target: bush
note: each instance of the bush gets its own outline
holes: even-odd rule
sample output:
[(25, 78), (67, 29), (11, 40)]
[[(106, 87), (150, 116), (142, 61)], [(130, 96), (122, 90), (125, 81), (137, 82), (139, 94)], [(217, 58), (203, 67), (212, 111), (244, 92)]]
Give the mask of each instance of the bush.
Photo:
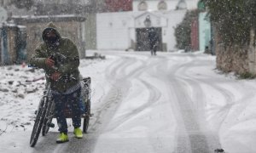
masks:
[(188, 11), (183, 20), (175, 28), (177, 48), (186, 49), (191, 46), (191, 25), (195, 20), (198, 20), (198, 10)]

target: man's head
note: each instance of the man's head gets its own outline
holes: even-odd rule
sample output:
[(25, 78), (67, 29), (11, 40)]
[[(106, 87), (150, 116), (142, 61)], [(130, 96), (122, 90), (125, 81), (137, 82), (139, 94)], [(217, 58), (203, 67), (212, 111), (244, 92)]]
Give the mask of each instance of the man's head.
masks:
[(61, 35), (57, 31), (56, 26), (52, 22), (49, 22), (47, 25), (47, 28), (44, 30), (42, 37), (49, 46), (57, 47), (60, 42)]
[(43, 39), (48, 44), (55, 44), (59, 41), (60, 37), (55, 29), (47, 28), (43, 32)]

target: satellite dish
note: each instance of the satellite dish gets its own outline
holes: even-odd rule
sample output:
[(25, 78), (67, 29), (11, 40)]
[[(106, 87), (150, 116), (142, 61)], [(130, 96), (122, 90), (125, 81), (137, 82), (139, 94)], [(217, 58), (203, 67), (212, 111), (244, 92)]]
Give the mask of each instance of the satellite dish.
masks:
[(3, 7), (0, 7), (0, 23), (6, 21), (7, 19), (7, 11)]

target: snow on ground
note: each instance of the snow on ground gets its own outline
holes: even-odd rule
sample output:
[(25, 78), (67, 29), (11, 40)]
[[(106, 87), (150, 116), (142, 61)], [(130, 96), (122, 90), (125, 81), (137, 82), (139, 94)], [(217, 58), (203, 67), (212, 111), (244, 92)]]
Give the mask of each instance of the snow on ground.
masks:
[[(104, 54), (104, 52), (101, 53)], [(189, 54), (189, 56), (182, 52), (159, 53), (157, 58), (136, 52), (111, 52), (107, 54), (105, 60), (82, 60), (79, 67), (84, 76), (92, 78), (92, 112), (102, 110), (106, 101), (103, 99), (107, 99), (108, 93), (113, 86), (113, 80), (124, 80), (125, 75), (129, 74), (131, 75), (129, 78), (134, 79), (124, 82), (132, 88), (125, 91), (127, 95), (122, 98), (122, 104), (115, 110), (104, 133), (100, 136), (96, 146), (104, 146), (102, 144), (107, 143), (105, 140), (108, 138), (129, 138), (131, 142), (124, 142), (131, 144), (134, 144), (132, 142), (137, 142), (141, 143), (141, 146), (147, 146), (146, 141), (137, 138), (146, 138), (149, 133), (152, 137), (157, 137), (154, 140), (162, 141), (162, 145), (159, 147), (167, 147), (168, 150), (175, 147), (175, 135), (172, 134), (175, 133), (177, 128), (176, 116), (164, 109), (172, 107), (166, 103), (170, 100), (166, 97), (170, 91), (165, 90), (167, 85), (160, 82), (155, 74), (150, 74), (156, 70), (148, 70), (147, 74), (137, 75), (143, 71), (140, 67), (145, 64), (148, 65), (146, 68), (149, 69), (151, 65), (158, 64), (160, 60), (157, 58), (167, 58), (166, 67), (159, 71), (171, 70), (172, 66), (179, 65), (173, 74), (175, 79), (181, 82), (194, 105), (204, 110), (206, 124), (218, 133), (226, 152), (256, 152), (255, 80), (238, 80), (233, 75), (220, 74), (215, 70), (215, 57), (202, 53)], [(138, 60), (128, 60), (123, 65), (123, 60), (127, 58)], [(117, 71), (113, 71), (115, 68)], [(22, 65), (2, 66), (0, 71), (0, 152), (34, 151), (29, 147), (29, 139), (34, 110), (43, 94), (44, 80), (30, 82), (44, 76), (44, 72), (41, 70), (32, 71), (31, 68)], [(116, 78), (111, 79), (112, 76)], [(131, 114), (132, 110), (133, 114)], [(91, 118), (92, 122), (96, 120), (96, 117)], [(151, 122), (151, 120), (157, 121), (157, 124)], [(165, 122), (167, 120), (168, 122)], [(144, 126), (136, 126), (141, 122)], [(44, 139), (46, 138), (41, 139)], [(150, 143), (152, 145), (155, 144)], [(152, 151), (150, 146), (147, 147), (144, 150)], [(97, 150), (99, 152), (102, 148), (97, 148), (96, 152)]]

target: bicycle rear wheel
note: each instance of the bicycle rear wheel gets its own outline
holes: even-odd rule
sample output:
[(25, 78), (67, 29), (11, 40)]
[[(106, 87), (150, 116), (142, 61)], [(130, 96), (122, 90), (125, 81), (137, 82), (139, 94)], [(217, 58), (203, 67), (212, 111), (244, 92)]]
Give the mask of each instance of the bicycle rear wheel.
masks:
[(39, 103), (38, 110), (36, 116), (35, 123), (33, 126), (33, 129), (30, 138), (30, 146), (34, 147), (38, 142), (41, 128), (43, 126), (43, 122), (45, 116), (46, 109), (45, 106), (47, 105), (47, 98), (43, 98), (43, 99)]

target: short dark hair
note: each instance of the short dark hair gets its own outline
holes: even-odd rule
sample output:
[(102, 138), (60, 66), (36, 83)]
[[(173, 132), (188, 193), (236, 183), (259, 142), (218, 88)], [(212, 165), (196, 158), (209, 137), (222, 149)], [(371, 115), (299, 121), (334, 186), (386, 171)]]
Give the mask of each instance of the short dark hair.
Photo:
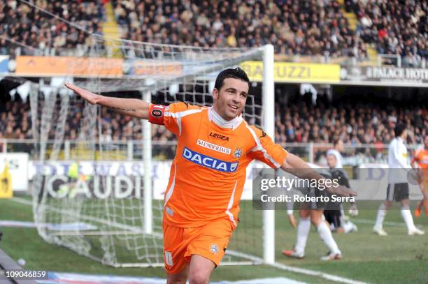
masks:
[(227, 78), (235, 78), (240, 79), (243, 81), (246, 82), (248, 84), (248, 88), (250, 88), (250, 79), (245, 71), (244, 71), (241, 67), (236, 67), (236, 68), (227, 68), (220, 72), (215, 79), (215, 84), (214, 88), (220, 90), (223, 87), (224, 79)]
[(395, 128), (394, 128), (394, 133), (395, 133), (395, 137), (401, 136), (401, 134), (403, 134), (403, 132), (404, 132), (405, 130), (406, 130), (406, 126), (404, 126), (404, 124), (401, 123), (397, 124), (397, 125), (395, 126)]
[(336, 138), (334, 141), (333, 141), (333, 147), (336, 147), (342, 140), (341, 138)]

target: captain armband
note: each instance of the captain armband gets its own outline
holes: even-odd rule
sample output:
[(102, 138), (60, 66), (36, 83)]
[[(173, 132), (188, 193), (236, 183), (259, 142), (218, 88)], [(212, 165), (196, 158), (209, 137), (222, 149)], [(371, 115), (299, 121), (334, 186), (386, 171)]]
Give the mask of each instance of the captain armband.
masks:
[(164, 125), (164, 114), (168, 107), (150, 103), (149, 106), (149, 121), (154, 124)]

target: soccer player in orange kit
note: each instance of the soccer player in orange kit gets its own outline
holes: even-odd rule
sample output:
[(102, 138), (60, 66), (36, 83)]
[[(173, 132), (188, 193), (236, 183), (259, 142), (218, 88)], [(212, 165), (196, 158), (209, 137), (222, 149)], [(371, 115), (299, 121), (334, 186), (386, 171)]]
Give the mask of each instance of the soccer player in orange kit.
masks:
[[(71, 84), (66, 87), (90, 103), (164, 125), (177, 136), (163, 214), (168, 283), (185, 283), (187, 279), (190, 283), (208, 283), (237, 225), (245, 168), (252, 160), (301, 178), (323, 179), (243, 119), (250, 80), (240, 68), (218, 75), (213, 107), (156, 105), (97, 95)], [(327, 190), (343, 196), (356, 195), (343, 187)]]
[(415, 216), (420, 216), (422, 207), (425, 207), (425, 215), (428, 216), (428, 135), (424, 139), (424, 149), (419, 149), (415, 154), (412, 160), (412, 167), (418, 167), (419, 184), (424, 195), (422, 200), (419, 202), (415, 210)]

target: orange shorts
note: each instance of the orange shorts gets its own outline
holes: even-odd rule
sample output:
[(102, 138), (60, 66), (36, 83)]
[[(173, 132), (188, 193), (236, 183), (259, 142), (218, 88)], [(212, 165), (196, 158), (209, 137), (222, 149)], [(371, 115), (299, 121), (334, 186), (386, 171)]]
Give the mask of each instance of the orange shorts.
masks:
[(203, 256), (218, 265), (232, 232), (227, 219), (201, 227), (180, 227), (164, 222), (164, 262), (168, 274), (176, 274), (190, 262), (192, 255)]

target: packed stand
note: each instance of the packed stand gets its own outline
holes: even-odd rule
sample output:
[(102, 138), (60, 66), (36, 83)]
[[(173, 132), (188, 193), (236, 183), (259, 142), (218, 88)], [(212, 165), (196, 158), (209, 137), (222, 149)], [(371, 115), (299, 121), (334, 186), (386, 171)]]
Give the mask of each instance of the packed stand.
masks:
[(394, 138), (397, 121), (405, 124), (407, 143), (421, 144), (428, 134), (428, 109), (383, 105), (376, 103), (341, 103), (326, 107), (322, 103), (304, 103), (286, 107), (276, 105), (276, 141), (280, 143), (333, 143), (384, 144)]
[(273, 44), (276, 53), (367, 57), (337, 1), (113, 1), (124, 38), (204, 47)]
[[(32, 3), (89, 33), (102, 34), (101, 1), (36, 0)], [(18, 47), (22, 55), (71, 55), (76, 49), (85, 52), (96, 43), (87, 34), (23, 1), (0, 0), (0, 54), (13, 56)]]
[(358, 19), (357, 34), (380, 54), (397, 54), (404, 66), (428, 59), (428, 2), (424, 0), (347, 0)]
[[(394, 128), (398, 121), (406, 125), (407, 144), (420, 144), (428, 133), (428, 109), (422, 104), (404, 105), (403, 103), (385, 103), (385, 101), (364, 102), (350, 98), (346, 101), (328, 102), (318, 100), (316, 104), (299, 99), (297, 101), (278, 102), (276, 105), (276, 141), (285, 143), (333, 143), (340, 139), (345, 145), (358, 148), (371, 144), (371, 153), (376, 156), (382, 152), (394, 137)], [(372, 100), (372, 98), (371, 99)], [(82, 127), (83, 102), (78, 100), (70, 108), (65, 126), (64, 139), (81, 140), (79, 129)], [(29, 103), (20, 99), (3, 104), (0, 108), (0, 138), (32, 138)], [(58, 114), (54, 114), (58, 115)], [(102, 108), (99, 114), (102, 142), (117, 142), (134, 140), (141, 141), (141, 121)], [(53, 139), (53, 130), (49, 134)], [(174, 135), (159, 126), (152, 128), (154, 155), (163, 158), (173, 155)]]

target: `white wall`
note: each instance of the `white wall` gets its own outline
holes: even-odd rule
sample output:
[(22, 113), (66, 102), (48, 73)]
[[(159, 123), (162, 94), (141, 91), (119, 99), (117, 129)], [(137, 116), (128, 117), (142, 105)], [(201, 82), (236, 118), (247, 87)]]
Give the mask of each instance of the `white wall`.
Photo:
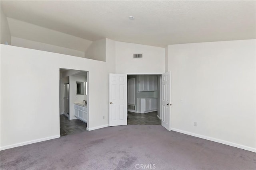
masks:
[(85, 51), (92, 41), (7, 17), (12, 36)]
[(172, 130), (255, 152), (255, 45), (252, 39), (168, 46)]
[(84, 58), (106, 61), (106, 39), (95, 41), (87, 48), (84, 53)]
[[(162, 74), (164, 72), (164, 48), (116, 41), (117, 73)], [(134, 54), (143, 58), (134, 59)]]
[(84, 52), (12, 36), (12, 45), (84, 58)]
[(7, 19), (2, 9), (1, 11), (1, 43), (5, 44), (6, 42), (11, 45), (11, 33), (9, 28)]
[(1, 45), (1, 149), (60, 136), (60, 68), (89, 71), (88, 127), (108, 126), (110, 52), (103, 62)]

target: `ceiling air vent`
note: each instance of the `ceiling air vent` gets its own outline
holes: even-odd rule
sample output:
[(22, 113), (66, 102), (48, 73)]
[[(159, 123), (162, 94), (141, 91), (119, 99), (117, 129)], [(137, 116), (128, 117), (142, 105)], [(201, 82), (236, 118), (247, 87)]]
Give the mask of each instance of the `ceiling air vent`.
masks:
[(134, 54), (133, 58), (142, 58), (142, 54)]

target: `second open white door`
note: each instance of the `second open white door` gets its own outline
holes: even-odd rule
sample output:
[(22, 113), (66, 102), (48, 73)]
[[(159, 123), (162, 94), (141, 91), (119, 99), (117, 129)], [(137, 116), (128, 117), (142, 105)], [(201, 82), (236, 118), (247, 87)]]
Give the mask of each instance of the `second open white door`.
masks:
[(109, 126), (127, 125), (127, 76), (110, 74)]
[(162, 125), (171, 131), (171, 72), (162, 75)]

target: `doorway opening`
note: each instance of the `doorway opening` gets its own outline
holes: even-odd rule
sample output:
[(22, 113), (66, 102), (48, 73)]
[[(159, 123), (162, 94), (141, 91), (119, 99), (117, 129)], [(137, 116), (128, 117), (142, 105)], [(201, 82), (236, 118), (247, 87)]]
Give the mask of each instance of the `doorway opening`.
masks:
[(88, 72), (60, 69), (61, 137), (86, 130), (88, 123)]
[(127, 124), (161, 125), (161, 75), (127, 75)]

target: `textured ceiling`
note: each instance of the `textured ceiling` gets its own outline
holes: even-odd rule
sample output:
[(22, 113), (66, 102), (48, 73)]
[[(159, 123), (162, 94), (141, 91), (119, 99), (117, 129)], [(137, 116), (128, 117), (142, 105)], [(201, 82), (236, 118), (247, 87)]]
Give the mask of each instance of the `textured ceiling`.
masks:
[(1, 5), (8, 17), (90, 41), (163, 47), (256, 37), (255, 1), (1, 0)]

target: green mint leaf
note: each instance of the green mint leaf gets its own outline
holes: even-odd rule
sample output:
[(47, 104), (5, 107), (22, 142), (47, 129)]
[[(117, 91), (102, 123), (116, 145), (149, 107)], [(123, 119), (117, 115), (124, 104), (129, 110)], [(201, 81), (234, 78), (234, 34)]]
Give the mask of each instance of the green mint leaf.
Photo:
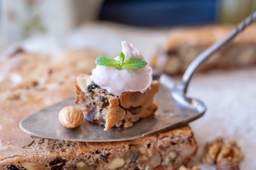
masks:
[(123, 51), (121, 51), (121, 53), (119, 55), (119, 60), (120, 61), (119, 64), (120, 68), (121, 68), (123, 64), (124, 64), (124, 54)]
[(147, 62), (137, 58), (131, 58), (125, 60), (121, 68), (141, 68), (147, 65)]
[(99, 66), (108, 67), (119, 67), (120, 65), (117, 61), (112, 58), (103, 56), (99, 57), (95, 60), (95, 63)]

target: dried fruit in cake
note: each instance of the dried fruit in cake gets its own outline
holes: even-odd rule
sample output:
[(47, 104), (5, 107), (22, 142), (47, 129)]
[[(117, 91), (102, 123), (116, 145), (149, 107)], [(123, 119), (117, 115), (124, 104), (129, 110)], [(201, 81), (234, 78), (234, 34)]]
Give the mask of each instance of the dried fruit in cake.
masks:
[(132, 45), (122, 42), (115, 59), (100, 57), (92, 75), (81, 75), (76, 83), (75, 103), (84, 108), (88, 121), (105, 126), (132, 126), (157, 108), (154, 96), (159, 90), (153, 81), (152, 69)]

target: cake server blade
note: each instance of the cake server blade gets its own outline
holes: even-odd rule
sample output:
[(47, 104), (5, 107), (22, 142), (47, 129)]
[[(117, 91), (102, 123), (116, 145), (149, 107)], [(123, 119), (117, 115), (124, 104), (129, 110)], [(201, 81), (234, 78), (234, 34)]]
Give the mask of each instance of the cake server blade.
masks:
[(31, 135), (50, 139), (81, 141), (103, 142), (131, 140), (168, 130), (187, 124), (202, 116), (206, 107), (200, 100), (186, 95), (189, 83), (195, 71), (215, 51), (256, 20), (253, 13), (236, 26), (223, 38), (198, 56), (189, 65), (177, 86), (171, 77), (162, 74), (155, 76), (161, 90), (155, 97), (158, 109), (154, 115), (134, 123), (129, 128), (112, 127), (104, 131), (103, 127), (93, 124), (84, 119), (74, 129), (63, 126), (58, 119), (59, 112), (67, 106), (75, 106), (74, 98), (62, 101), (31, 115), (20, 122), (20, 128)]

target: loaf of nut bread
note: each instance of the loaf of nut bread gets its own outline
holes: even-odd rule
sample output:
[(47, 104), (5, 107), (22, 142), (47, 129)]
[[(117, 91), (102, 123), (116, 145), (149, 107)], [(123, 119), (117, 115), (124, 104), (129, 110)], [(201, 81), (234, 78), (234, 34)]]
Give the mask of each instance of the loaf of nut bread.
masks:
[(45, 139), (20, 128), (26, 116), (74, 96), (77, 76), (94, 68), (102, 55), (90, 50), (58, 56), (19, 51), (0, 62), (0, 170), (174, 170), (189, 161), (197, 145), (188, 126), (102, 143)]
[[(175, 75), (184, 72), (201, 53), (220, 40), (234, 27), (233, 25), (211, 25), (172, 29), (151, 65), (155, 71)], [(256, 24), (245, 29), (221, 47), (200, 68), (232, 68), (256, 64)]]

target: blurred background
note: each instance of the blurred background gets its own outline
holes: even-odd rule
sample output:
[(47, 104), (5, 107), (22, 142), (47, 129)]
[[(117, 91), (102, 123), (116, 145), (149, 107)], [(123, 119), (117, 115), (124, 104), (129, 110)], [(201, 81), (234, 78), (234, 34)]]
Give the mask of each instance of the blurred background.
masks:
[[(256, 10), (256, 0), (0, 2), (0, 49), (22, 42), (28, 51), (53, 54), (67, 48), (87, 47), (115, 53), (107, 42), (119, 44), (120, 51), (120, 40), (145, 41), (148, 38), (144, 33), (156, 29), (151, 37), (154, 40), (155, 35), (156, 42), (150, 45), (149, 41), (149, 46), (141, 47), (146, 53), (146, 49), (163, 40), (159, 34), (170, 28), (235, 24)], [(112, 34), (119, 37), (112, 40)]]

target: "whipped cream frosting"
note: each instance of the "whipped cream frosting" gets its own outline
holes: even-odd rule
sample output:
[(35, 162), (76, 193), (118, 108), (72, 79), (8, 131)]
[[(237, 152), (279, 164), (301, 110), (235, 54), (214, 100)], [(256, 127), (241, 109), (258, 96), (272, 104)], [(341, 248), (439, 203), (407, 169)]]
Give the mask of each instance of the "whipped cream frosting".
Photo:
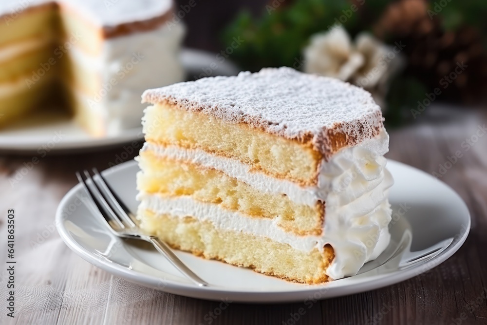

○ ○ ○ ○ ○

(Required task): Give the lines of the material above as a JSON list of strings, one string per line and blank lines omitted, from the line containing "target: packed stand" up to and including the line containing "38), (204, 47)]".

(Task solution):
[
  "target: packed stand",
  "note: each instance of the packed stand gets its own outline",
  "holes: even-odd rule",
  "sample output:",
  "[(102, 138), (60, 66), (36, 83)]",
  "[[(173, 132), (188, 193), (236, 183), (259, 142), (218, 88)], [(212, 165), (196, 158), (209, 137), (222, 149)], [(371, 115), (299, 121), (334, 186), (386, 171)]]",
  "Give the mask of each instance of the packed stand.",
  "masks:",
  "[(394, 138), (397, 121), (405, 124), (407, 143), (421, 144), (428, 134), (428, 109), (383, 105), (376, 103), (341, 103), (326, 107), (322, 103), (304, 103), (286, 107), (276, 105), (276, 141), (280, 143), (333, 143), (384, 144)]",
  "[(273, 44), (276, 53), (367, 57), (337, 1), (113, 1), (124, 38), (204, 47)]"
]